TEXT PASSAGE ::
● ● ● ●

Kwaku Ohene-Frempong

Kwaku Ohene-Frempong, M.D., was born in Ghana and came to the United States in 1966 to attend Yale University.  He received his Bachelor of Science degree in Biology in 1970 and was awarded the William Mallory Award for the Best Student Athlete at Yale.  After graduating from the Yale School of Medicine in 1975, he trained in Pediatrics at the New York Hospital – Cornell Medical Center, and in Pediatric Hematology-Oncology (1977-80) at the Children’s Hospital of Philadelphia (CHOP). Following a 6-year service at Tulane University Medical Center, he returned to CHOP in 1986.

Dr. Ohene-Frempong has been involved in several research projects at the Comprehensive Sickle Cell Center at CHOP and is devoting an increasing amount of time to sickle cell disease work in Africa.  In Ghana, he developed the first public health program for screening newborns for sickle cell disease in Africa.  With assistance from the government of Brazil, he is working with Brazilian colleagues to scale up the newborn screening project into a national program and develop a Blood and Sickle Cell Center in Kumasi. Ghana launched its national newborn Screening Programme for Sickle Cell Disease in November 2010. Prof. Ohene-Frempong is serving as Programme Coordinator.

● ● ● ●

EXTRACTED INFORMATION ::

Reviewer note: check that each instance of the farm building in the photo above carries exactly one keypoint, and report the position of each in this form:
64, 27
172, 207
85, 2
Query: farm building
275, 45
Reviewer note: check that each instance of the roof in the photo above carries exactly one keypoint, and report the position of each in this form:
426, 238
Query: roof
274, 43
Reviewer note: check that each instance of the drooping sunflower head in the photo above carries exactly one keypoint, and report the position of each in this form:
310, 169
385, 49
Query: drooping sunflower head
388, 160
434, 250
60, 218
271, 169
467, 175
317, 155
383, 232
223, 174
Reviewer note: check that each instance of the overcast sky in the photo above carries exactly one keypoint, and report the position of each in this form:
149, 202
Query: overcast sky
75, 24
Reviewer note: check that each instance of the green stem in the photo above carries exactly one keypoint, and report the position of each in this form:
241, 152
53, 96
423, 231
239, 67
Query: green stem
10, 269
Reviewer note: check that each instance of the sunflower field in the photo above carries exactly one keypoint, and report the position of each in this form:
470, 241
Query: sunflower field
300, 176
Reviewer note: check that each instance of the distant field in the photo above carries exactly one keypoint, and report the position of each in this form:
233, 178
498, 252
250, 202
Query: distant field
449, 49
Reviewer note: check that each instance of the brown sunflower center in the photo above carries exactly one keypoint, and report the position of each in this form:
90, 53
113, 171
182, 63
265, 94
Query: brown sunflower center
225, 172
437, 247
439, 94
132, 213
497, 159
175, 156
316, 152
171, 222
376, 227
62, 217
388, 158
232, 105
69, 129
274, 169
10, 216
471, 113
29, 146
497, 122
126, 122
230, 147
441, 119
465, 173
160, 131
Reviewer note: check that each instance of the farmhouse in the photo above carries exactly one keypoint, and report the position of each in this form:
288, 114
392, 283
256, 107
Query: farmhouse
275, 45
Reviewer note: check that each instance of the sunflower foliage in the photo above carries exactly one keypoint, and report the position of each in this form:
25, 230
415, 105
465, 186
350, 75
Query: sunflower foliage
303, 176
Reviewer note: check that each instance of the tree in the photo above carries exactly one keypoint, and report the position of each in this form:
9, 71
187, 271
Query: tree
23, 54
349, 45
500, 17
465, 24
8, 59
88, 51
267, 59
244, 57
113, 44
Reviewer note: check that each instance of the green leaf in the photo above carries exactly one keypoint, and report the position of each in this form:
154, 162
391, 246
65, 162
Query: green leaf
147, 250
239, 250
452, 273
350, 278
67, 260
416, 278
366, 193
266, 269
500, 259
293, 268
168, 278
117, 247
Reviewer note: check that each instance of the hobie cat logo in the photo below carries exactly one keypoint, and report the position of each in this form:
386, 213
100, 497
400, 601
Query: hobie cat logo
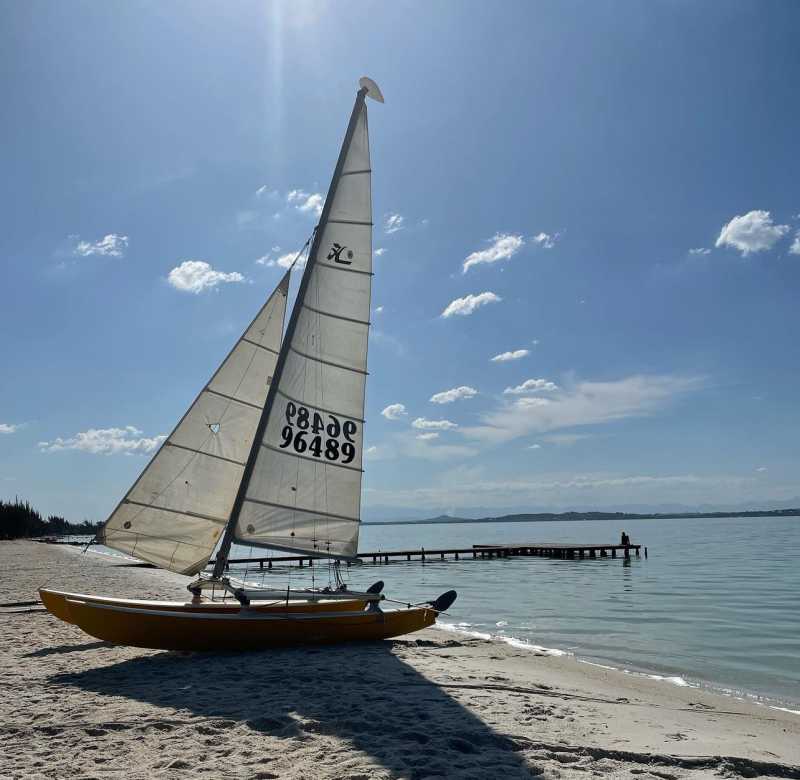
336, 254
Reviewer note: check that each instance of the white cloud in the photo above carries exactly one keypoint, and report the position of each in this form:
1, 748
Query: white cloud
546, 240
457, 393
393, 222
283, 261
566, 439
468, 304
433, 425
305, 202
585, 403
106, 441
394, 411
111, 245
461, 488
505, 357
194, 276
532, 386
424, 445
751, 232
504, 246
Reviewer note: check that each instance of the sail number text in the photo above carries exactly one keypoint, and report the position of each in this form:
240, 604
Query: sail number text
306, 431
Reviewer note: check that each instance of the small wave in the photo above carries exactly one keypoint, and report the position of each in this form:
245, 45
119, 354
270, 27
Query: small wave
674, 679
460, 628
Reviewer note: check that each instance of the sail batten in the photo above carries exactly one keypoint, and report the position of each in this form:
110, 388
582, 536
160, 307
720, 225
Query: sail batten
301, 490
176, 511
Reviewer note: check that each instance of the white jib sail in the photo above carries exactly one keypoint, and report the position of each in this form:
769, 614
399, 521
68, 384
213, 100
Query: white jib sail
176, 511
304, 492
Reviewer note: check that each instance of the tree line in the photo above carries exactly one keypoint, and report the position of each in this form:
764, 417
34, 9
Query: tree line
19, 520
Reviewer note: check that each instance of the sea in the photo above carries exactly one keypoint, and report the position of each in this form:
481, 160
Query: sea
716, 603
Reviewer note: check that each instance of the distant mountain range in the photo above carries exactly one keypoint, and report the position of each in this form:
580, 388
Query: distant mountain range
545, 517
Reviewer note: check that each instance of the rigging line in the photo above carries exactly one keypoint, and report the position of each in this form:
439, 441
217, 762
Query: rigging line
308, 241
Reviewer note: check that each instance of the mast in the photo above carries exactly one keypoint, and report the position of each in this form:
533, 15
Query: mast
367, 87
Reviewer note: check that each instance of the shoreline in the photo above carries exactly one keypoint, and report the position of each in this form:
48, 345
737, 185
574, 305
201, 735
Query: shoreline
433, 703
679, 680
751, 696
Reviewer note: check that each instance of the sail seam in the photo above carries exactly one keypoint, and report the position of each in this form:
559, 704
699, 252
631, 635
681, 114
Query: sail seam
260, 346
300, 509
327, 362
336, 316
140, 535
231, 398
219, 520
344, 268
208, 454
317, 407
310, 460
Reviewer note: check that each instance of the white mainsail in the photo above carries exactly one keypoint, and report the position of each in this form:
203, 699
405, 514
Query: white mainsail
176, 511
303, 490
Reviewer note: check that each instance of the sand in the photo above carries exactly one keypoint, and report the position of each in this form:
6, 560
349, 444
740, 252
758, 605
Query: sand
434, 704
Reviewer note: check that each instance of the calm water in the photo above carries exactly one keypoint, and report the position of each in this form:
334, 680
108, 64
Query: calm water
716, 603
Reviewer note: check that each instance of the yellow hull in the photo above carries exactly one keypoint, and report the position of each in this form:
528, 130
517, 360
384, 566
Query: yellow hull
56, 603
244, 629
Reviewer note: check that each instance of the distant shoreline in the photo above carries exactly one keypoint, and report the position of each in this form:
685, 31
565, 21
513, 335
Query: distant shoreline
549, 517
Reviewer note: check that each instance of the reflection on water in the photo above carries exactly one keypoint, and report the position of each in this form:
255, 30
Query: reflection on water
716, 601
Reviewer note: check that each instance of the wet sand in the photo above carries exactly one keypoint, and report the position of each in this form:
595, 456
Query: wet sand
433, 704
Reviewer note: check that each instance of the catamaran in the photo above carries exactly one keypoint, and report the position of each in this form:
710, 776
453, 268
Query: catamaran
268, 455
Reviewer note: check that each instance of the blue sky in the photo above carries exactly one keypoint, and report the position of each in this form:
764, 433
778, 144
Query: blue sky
619, 179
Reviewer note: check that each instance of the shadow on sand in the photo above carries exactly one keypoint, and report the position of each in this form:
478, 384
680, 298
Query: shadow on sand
61, 649
363, 695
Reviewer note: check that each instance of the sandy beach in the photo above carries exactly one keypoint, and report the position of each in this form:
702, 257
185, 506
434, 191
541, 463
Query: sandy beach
434, 704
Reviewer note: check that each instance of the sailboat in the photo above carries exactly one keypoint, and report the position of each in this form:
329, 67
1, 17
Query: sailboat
268, 455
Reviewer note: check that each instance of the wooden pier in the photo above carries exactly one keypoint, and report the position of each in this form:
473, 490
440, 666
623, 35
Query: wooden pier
566, 550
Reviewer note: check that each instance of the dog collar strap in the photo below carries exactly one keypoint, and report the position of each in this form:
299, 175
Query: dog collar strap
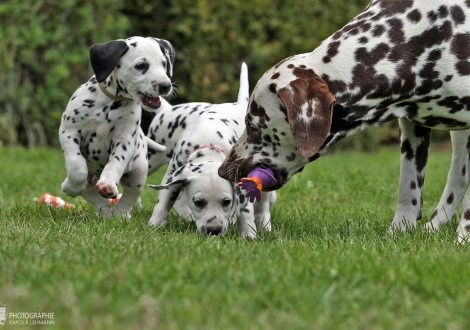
210, 146
111, 96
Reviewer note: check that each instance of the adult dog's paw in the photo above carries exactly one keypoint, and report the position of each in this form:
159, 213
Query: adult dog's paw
73, 188
107, 189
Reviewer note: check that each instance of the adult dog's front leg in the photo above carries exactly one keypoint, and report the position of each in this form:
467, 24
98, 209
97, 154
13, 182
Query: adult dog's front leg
414, 145
77, 171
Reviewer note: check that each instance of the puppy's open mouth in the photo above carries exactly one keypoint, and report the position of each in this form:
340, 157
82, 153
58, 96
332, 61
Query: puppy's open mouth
149, 101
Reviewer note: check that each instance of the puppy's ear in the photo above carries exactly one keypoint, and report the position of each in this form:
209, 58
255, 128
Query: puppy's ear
309, 104
104, 57
169, 53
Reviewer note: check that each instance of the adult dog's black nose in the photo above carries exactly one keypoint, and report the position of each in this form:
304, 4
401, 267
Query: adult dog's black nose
164, 88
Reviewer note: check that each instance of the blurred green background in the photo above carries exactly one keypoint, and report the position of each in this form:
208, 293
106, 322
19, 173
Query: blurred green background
44, 51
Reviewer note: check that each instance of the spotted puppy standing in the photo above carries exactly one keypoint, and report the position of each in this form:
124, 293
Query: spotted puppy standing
100, 134
198, 137
405, 59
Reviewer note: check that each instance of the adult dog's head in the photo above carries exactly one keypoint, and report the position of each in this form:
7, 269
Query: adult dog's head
288, 120
137, 68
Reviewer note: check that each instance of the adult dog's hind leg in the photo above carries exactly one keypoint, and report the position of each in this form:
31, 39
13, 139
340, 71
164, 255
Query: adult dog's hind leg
457, 180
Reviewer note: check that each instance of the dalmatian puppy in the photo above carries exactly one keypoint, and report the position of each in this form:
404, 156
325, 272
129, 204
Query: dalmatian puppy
198, 136
100, 132
404, 59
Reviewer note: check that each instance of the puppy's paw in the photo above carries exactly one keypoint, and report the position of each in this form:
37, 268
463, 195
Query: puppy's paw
107, 189
73, 188
156, 221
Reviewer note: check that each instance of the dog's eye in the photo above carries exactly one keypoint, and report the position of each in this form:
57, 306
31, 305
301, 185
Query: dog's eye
226, 202
199, 203
141, 66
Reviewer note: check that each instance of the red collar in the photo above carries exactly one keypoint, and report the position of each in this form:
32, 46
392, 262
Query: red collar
210, 146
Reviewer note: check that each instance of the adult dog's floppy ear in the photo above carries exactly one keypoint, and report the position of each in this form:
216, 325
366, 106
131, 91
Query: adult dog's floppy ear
104, 57
169, 53
309, 104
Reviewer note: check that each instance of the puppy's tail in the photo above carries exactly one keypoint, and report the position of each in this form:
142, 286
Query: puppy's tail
244, 91
154, 145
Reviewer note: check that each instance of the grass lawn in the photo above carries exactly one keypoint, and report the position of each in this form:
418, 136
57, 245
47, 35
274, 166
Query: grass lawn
327, 264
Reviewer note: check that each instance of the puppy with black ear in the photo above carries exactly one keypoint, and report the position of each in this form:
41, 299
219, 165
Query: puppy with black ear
100, 133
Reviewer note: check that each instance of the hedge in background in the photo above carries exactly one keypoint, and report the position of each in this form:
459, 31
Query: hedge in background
212, 38
44, 50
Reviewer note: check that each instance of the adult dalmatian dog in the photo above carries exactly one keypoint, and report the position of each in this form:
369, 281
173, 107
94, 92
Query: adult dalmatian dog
403, 59
198, 136
100, 132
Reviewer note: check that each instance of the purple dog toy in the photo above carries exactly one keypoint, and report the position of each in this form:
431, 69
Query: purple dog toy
257, 178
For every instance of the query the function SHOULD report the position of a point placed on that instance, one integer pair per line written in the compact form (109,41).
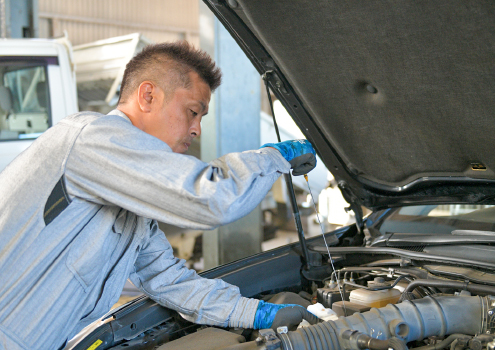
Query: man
(78,209)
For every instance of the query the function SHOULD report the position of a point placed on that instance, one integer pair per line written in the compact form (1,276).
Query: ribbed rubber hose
(410,320)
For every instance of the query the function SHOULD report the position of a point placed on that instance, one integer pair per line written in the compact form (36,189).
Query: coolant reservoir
(375,298)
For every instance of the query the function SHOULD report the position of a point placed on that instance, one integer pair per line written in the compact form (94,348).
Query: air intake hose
(393,325)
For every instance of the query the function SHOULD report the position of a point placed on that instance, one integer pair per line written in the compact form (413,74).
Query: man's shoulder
(82,119)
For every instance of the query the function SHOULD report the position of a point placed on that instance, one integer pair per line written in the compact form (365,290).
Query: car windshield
(439,219)
(24,99)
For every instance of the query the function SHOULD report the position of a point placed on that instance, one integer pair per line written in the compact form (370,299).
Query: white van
(37,89)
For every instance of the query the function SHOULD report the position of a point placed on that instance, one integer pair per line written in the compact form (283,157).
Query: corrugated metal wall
(91,20)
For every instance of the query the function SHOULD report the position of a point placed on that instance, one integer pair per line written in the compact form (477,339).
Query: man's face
(177,120)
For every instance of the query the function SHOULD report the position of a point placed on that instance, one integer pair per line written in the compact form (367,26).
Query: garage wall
(91,20)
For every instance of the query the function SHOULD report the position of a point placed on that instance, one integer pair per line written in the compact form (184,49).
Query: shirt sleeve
(166,279)
(113,162)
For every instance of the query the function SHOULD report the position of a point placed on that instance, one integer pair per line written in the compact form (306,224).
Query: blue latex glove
(299,153)
(277,315)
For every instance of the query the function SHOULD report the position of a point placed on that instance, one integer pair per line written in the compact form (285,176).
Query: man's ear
(146,92)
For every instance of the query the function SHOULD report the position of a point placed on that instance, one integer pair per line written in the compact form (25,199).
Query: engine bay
(381,304)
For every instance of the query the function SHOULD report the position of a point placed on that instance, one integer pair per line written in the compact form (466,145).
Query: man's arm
(169,282)
(113,162)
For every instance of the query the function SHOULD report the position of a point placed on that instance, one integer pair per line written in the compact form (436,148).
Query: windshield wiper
(473,233)
(411,239)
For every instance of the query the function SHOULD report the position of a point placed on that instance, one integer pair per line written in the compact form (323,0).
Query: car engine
(384,307)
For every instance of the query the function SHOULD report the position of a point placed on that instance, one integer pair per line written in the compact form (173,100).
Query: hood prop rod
(290,186)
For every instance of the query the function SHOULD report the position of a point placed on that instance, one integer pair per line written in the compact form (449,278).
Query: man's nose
(196,128)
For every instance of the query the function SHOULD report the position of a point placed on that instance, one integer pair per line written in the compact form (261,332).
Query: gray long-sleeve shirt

● ● ● ●

PROBLEMS TO SOLVE ::
A. Reproduce the Ohene-Frempong biography verbatim, from "Dr. Ohene-Frempong has" to "as Programme Coordinator.".
B. Decide whether each statement agrees with the Ohene-Frempong biography, answering yes or no and quoting the words that settle it: (i) He came to the United States in 1966 to attend Yale University. (ii) He trained in Pediatric Hematology-Oncology at Tulane University Medical Center. (iii) Ghana launched its national newborn screening program for sickle cell disease in November 2010.

PER-TASK ANSWERS ::
A.
Dr. Ohene-Frempong has been involved in several research projects at the Comprehensive Sickle Cell Center at CHOP and is devoting an increasing amount of time to sickle cell disease work in Africa.  In Ghana, he developed the first public health program for screening newborns for sickle cell disease in Africa.  With assistance from the government of Brazil, he is working with Brazilian colleagues to scale up the newborn screening project into a national program and develop a Blood and Sickle Cell Center in Kumasi. Ghana launched its national newborn Screening Programme for Sickle Cell Disease in November 2010. Prof. Ohene-Frempong is serving as Programme Coordinator.

B.
(i) Yes: "came to the United States in 1966 to attend Yale University"
(ii) No: "in Pediatric Hematology-Oncology (1977-80) at the Children’s Hospital of Philadelphia (CHOP)"
(iii) Yes: "Ghana launched its national newborn Screening Programme for Sickle Cell Disease in November 2010"